__GIVEN REQUEST__: What is needed is an exact copy of the entries below, from the line that contains "Exercise. Tag every instance of the yellow" through the final line, both included, and nothing else.

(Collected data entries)
━━━━

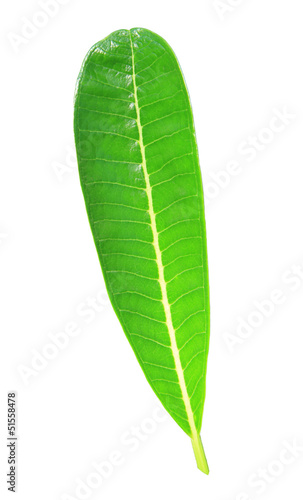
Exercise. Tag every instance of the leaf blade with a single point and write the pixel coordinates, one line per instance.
(144, 248)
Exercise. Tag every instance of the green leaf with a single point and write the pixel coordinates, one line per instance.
(140, 176)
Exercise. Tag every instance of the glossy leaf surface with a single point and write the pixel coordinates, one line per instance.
(141, 181)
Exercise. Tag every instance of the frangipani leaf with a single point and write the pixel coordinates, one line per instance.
(141, 181)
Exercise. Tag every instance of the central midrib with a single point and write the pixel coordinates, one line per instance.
(160, 266)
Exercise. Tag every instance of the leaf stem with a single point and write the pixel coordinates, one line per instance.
(200, 454)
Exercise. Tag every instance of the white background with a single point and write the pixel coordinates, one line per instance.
(242, 68)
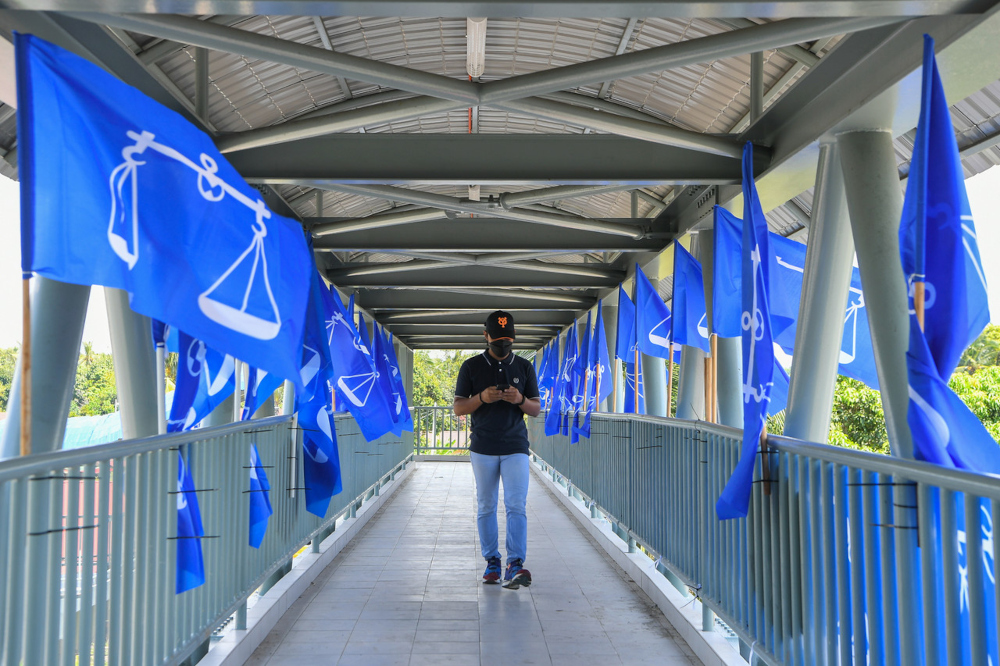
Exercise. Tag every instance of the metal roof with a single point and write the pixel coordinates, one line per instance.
(680, 108)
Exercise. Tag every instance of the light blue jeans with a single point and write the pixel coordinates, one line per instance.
(489, 470)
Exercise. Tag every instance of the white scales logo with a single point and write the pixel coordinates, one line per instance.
(123, 234)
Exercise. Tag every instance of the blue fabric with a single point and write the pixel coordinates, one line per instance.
(205, 378)
(400, 401)
(513, 470)
(117, 190)
(354, 373)
(581, 383)
(260, 385)
(727, 271)
(690, 325)
(758, 350)
(260, 498)
(652, 318)
(857, 356)
(385, 382)
(190, 563)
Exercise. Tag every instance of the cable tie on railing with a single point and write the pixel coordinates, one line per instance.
(64, 529)
(895, 527)
(61, 478)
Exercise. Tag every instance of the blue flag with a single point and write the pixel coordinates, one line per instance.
(141, 200)
(354, 373)
(401, 405)
(581, 383)
(205, 378)
(857, 356)
(938, 247)
(727, 272)
(690, 325)
(260, 500)
(260, 385)
(758, 350)
(385, 382)
(190, 563)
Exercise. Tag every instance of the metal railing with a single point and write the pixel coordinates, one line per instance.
(87, 556)
(828, 566)
(438, 431)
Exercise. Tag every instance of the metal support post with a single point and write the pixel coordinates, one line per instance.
(875, 203)
(825, 284)
(609, 313)
(58, 313)
(135, 365)
(756, 85)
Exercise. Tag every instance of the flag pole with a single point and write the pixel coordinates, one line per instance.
(714, 346)
(918, 302)
(636, 373)
(26, 367)
(670, 376)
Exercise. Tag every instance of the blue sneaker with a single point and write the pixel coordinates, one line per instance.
(492, 574)
(516, 575)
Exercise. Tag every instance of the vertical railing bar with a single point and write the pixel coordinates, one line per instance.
(949, 556)
(843, 577)
(857, 567)
(72, 561)
(887, 541)
(929, 532)
(54, 563)
(873, 574)
(974, 575)
(88, 566)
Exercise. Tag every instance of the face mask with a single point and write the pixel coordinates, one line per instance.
(501, 347)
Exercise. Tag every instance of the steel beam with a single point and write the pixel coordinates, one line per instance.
(671, 56)
(417, 299)
(544, 159)
(521, 8)
(317, 59)
(478, 234)
(667, 135)
(479, 276)
(445, 202)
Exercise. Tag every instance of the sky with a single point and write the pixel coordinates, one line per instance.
(984, 197)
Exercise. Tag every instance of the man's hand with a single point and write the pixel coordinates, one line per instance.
(511, 395)
(492, 394)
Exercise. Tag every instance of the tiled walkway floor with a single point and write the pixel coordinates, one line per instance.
(408, 590)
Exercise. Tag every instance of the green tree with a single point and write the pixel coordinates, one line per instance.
(95, 391)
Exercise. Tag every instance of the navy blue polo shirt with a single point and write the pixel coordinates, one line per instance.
(497, 428)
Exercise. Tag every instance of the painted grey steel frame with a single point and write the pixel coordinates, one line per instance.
(819, 556)
(87, 555)
(437, 430)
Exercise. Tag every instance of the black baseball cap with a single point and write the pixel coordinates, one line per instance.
(500, 324)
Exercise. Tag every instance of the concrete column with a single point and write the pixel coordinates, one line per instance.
(58, 312)
(609, 313)
(691, 386)
(875, 203)
(825, 285)
(654, 379)
(135, 365)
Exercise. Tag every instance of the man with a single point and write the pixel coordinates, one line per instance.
(498, 388)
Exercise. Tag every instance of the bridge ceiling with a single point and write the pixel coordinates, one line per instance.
(587, 143)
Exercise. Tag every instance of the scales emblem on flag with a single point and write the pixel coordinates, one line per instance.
(237, 309)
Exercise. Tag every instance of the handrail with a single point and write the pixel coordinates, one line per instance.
(844, 556)
(88, 537)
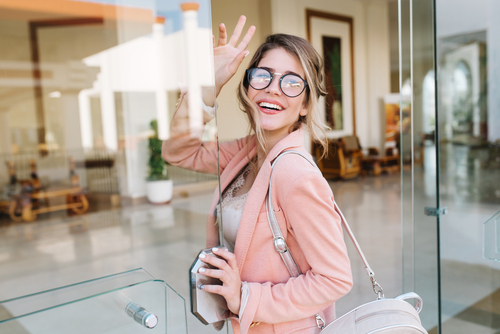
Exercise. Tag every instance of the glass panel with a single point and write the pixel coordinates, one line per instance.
(491, 237)
(87, 308)
(468, 61)
(88, 90)
(418, 154)
(66, 294)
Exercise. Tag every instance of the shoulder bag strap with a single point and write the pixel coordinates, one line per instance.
(280, 243)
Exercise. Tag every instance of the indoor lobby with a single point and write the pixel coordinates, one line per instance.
(88, 89)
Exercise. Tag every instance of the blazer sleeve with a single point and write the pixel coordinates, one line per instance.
(192, 153)
(309, 210)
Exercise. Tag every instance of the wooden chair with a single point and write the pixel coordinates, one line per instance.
(31, 200)
(375, 163)
(343, 160)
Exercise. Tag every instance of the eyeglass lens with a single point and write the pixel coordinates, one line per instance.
(291, 85)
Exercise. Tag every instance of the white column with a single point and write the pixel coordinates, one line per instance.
(108, 109)
(161, 85)
(85, 118)
(69, 106)
(5, 142)
(190, 15)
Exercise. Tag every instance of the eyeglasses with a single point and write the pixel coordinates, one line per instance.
(290, 84)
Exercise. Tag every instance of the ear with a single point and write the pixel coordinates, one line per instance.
(303, 111)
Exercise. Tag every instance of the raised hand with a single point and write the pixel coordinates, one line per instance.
(228, 56)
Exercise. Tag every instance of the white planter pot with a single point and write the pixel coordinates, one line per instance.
(159, 192)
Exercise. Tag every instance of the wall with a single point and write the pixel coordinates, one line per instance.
(371, 53)
(458, 17)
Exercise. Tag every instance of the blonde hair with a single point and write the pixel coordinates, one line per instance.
(313, 68)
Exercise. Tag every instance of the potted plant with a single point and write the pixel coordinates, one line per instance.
(159, 187)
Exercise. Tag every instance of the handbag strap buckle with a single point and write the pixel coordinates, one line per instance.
(320, 322)
(280, 244)
(377, 288)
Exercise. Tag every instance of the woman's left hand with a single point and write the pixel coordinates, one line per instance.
(228, 273)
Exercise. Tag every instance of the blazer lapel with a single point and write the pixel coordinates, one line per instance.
(257, 196)
(236, 164)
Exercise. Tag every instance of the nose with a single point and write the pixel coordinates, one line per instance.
(274, 87)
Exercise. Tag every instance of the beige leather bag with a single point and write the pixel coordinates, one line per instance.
(382, 316)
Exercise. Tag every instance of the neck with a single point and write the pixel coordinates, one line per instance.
(271, 139)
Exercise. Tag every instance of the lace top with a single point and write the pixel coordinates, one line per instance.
(232, 208)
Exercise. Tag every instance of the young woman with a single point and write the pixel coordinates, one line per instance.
(279, 93)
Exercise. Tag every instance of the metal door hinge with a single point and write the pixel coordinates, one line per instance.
(436, 212)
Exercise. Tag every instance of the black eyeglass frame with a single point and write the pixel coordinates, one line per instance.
(249, 71)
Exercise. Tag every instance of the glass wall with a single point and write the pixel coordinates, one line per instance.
(469, 125)
(450, 255)
(87, 90)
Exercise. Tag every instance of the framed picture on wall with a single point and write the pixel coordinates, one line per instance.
(332, 36)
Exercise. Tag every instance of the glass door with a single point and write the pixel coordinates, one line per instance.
(88, 91)
(450, 135)
(468, 60)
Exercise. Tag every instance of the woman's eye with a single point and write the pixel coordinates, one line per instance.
(293, 84)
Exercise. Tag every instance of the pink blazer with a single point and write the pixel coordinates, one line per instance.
(303, 202)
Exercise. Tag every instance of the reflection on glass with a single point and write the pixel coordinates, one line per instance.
(491, 237)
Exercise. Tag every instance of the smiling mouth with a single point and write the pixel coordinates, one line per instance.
(270, 107)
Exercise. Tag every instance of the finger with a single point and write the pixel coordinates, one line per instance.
(233, 65)
(217, 289)
(237, 30)
(220, 274)
(227, 255)
(222, 35)
(246, 40)
(219, 263)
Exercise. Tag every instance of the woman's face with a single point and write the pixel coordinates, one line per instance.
(276, 123)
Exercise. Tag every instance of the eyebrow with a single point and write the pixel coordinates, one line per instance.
(270, 69)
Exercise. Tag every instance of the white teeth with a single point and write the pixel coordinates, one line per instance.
(270, 105)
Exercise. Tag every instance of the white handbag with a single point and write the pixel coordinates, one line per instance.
(381, 316)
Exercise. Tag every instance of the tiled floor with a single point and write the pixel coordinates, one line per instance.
(164, 240)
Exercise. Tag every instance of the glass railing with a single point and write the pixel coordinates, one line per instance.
(129, 302)
(491, 248)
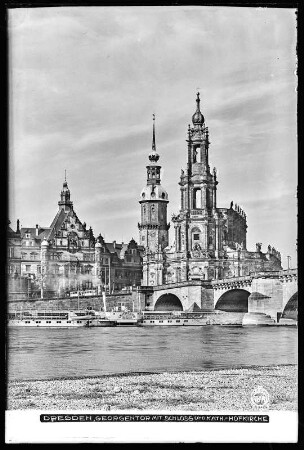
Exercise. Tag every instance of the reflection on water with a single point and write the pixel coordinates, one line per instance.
(35, 353)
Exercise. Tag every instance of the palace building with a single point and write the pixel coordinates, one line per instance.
(52, 261)
(209, 241)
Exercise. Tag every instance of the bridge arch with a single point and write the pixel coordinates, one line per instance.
(234, 300)
(168, 302)
(291, 308)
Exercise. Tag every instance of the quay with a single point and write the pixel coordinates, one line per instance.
(208, 390)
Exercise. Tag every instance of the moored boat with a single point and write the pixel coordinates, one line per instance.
(125, 318)
(50, 318)
(173, 318)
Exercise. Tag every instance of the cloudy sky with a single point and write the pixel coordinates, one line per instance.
(85, 81)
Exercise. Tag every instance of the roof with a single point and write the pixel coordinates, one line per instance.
(57, 222)
(42, 232)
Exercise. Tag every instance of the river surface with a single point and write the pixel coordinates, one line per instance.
(44, 353)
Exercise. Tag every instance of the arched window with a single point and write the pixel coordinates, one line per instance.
(196, 153)
(197, 198)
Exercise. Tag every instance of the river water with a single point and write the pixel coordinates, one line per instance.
(44, 353)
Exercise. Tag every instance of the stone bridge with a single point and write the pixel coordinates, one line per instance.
(273, 293)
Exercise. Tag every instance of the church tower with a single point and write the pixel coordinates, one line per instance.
(65, 202)
(197, 224)
(153, 228)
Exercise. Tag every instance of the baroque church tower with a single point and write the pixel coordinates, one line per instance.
(153, 229)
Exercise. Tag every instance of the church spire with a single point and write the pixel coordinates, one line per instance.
(153, 156)
(65, 202)
(153, 139)
(198, 118)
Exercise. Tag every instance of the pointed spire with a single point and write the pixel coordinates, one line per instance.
(153, 156)
(153, 140)
(197, 102)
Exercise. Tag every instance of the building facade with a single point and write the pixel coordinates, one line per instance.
(55, 260)
(209, 241)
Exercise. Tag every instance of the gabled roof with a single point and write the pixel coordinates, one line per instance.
(57, 222)
(42, 232)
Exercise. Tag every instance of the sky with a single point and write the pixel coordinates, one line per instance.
(85, 81)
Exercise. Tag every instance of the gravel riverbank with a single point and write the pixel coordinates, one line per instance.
(190, 391)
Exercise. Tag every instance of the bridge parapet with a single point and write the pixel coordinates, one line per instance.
(179, 284)
(287, 273)
(232, 283)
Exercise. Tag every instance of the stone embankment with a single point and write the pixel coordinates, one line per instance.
(190, 391)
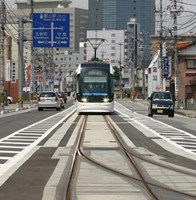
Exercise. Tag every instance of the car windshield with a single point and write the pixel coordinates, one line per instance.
(50, 94)
(162, 95)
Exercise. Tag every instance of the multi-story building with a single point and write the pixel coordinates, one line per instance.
(115, 14)
(44, 59)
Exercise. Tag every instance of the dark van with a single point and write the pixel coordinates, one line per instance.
(161, 103)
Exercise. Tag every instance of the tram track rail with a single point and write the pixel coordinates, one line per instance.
(149, 184)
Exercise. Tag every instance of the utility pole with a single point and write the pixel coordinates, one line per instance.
(2, 35)
(32, 80)
(20, 63)
(162, 85)
(142, 49)
(174, 11)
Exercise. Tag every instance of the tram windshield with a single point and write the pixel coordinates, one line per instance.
(95, 85)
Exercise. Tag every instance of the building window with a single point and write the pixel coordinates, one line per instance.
(191, 64)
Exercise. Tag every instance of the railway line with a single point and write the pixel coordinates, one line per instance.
(105, 164)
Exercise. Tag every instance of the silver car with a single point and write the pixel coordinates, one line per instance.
(49, 99)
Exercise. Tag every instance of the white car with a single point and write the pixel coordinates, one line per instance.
(49, 99)
(10, 99)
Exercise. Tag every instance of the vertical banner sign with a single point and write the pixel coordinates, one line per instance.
(166, 67)
(8, 68)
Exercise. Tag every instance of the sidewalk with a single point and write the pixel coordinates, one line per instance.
(16, 107)
(188, 113)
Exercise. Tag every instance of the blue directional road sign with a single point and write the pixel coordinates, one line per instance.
(51, 30)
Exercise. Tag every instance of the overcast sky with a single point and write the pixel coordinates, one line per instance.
(186, 20)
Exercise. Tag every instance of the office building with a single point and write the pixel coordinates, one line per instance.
(115, 14)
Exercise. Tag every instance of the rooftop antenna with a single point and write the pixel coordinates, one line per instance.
(96, 42)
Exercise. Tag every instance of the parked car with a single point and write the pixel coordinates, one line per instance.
(61, 100)
(63, 95)
(161, 103)
(10, 99)
(49, 99)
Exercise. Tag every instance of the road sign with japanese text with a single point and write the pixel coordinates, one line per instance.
(51, 30)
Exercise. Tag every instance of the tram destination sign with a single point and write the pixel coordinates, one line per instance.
(51, 30)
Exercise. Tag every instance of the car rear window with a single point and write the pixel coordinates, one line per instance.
(162, 95)
(50, 94)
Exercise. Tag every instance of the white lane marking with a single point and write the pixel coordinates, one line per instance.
(160, 129)
(24, 153)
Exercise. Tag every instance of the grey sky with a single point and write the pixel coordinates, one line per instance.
(186, 20)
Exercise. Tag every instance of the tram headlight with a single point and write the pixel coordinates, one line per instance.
(84, 99)
(105, 100)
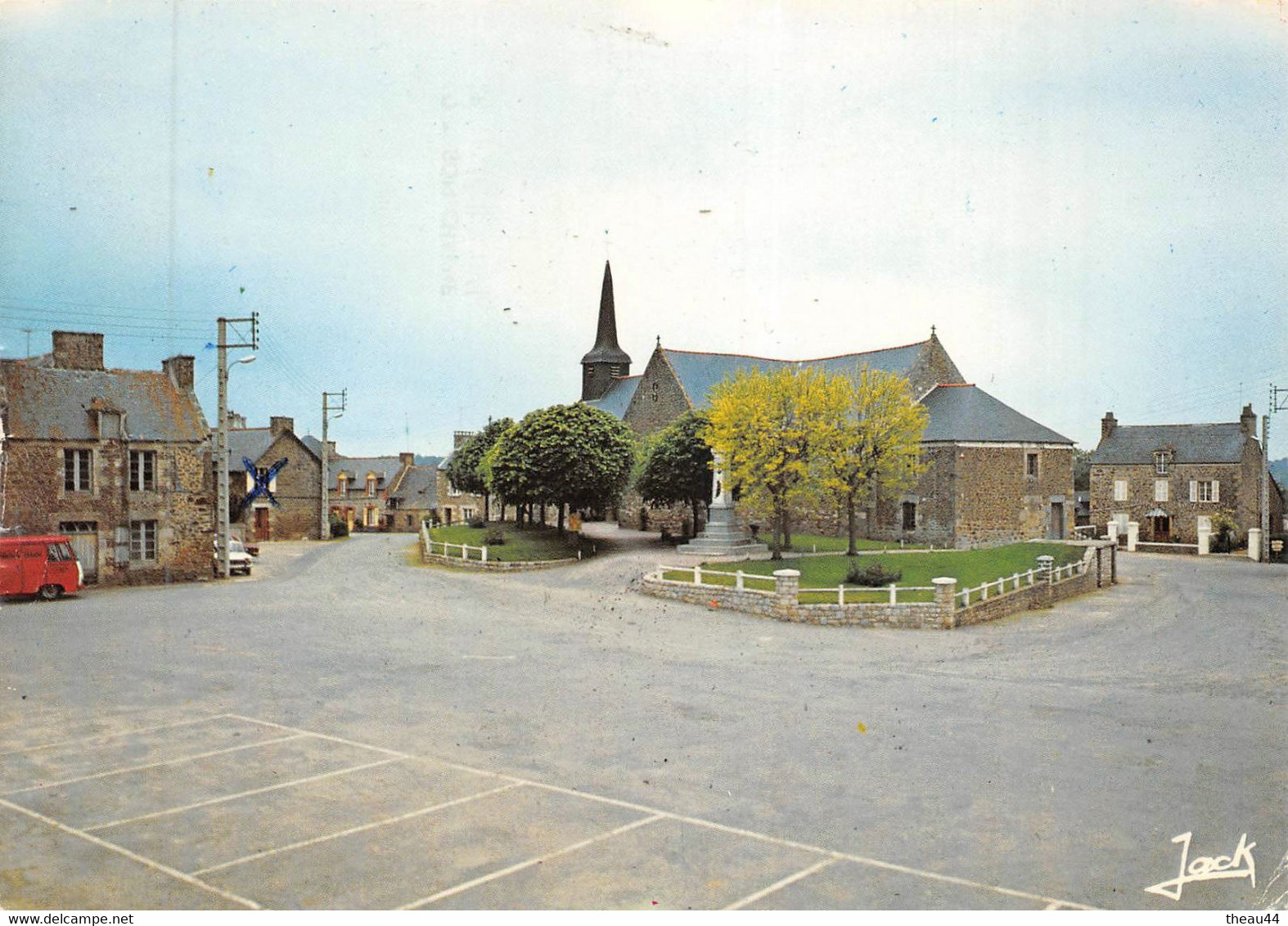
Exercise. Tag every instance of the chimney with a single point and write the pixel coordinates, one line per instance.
(1106, 425)
(78, 351)
(179, 370)
(1248, 421)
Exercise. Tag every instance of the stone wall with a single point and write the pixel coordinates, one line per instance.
(181, 504)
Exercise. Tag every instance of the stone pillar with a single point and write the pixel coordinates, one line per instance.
(1254, 544)
(946, 599)
(787, 585)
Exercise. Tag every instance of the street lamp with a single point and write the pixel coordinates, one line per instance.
(222, 453)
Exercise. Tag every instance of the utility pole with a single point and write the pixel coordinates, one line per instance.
(222, 452)
(325, 529)
(1277, 405)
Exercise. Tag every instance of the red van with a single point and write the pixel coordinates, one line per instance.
(39, 565)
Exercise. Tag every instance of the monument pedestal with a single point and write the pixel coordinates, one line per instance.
(722, 537)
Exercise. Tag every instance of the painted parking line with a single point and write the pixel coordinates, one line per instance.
(242, 793)
(154, 765)
(778, 885)
(94, 737)
(350, 831)
(529, 863)
(133, 856)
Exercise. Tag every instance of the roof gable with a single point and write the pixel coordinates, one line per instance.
(1223, 442)
(966, 412)
(52, 403)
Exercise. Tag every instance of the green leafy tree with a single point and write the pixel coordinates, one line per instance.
(876, 451)
(466, 469)
(678, 466)
(563, 455)
(767, 428)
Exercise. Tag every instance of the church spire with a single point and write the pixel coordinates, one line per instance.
(606, 360)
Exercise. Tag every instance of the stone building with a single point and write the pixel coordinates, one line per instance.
(1171, 478)
(994, 475)
(115, 459)
(296, 487)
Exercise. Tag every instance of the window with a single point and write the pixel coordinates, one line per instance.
(1206, 490)
(76, 470)
(143, 470)
(143, 540)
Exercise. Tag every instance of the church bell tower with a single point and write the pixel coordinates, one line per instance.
(606, 361)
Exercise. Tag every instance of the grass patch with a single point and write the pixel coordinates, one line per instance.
(531, 544)
(971, 569)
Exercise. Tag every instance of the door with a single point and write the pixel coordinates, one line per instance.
(1058, 520)
(262, 528)
(84, 537)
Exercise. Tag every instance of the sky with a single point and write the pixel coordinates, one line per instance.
(1088, 201)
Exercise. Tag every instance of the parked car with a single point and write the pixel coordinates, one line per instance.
(39, 565)
(238, 560)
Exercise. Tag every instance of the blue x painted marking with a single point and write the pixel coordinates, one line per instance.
(262, 483)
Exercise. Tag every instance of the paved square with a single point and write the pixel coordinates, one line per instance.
(240, 813)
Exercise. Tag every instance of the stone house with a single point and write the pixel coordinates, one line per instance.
(994, 475)
(1171, 478)
(115, 459)
(296, 487)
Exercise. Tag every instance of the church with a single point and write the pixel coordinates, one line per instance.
(993, 474)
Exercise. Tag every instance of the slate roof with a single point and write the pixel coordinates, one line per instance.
(619, 396)
(357, 469)
(1191, 443)
(700, 372)
(51, 403)
(966, 412)
(417, 487)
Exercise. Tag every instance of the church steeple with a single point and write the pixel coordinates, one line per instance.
(606, 361)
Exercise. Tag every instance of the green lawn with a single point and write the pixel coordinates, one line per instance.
(531, 544)
(969, 567)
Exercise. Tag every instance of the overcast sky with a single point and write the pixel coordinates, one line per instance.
(1088, 201)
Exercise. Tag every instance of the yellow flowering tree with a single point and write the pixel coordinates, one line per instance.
(769, 428)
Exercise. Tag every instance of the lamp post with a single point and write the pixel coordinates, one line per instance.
(222, 453)
(327, 412)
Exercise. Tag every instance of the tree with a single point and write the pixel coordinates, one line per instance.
(563, 455)
(767, 428)
(466, 469)
(877, 447)
(678, 466)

━━━━

__FULL RESPONSE__:
Exercise. Tag every instance of the yellow flowering tree with a single point and write the pixel coordinates, one line per instance.
(769, 428)
Exercise. Tag every instance of the lamp post with a single point and write the pixel coordinates, one line per instance.
(222, 453)
(327, 412)
Exercise. Tag every instance of the tree with a single point and write the pixel coordinates, one line per instance.
(563, 455)
(767, 428)
(466, 469)
(877, 447)
(678, 466)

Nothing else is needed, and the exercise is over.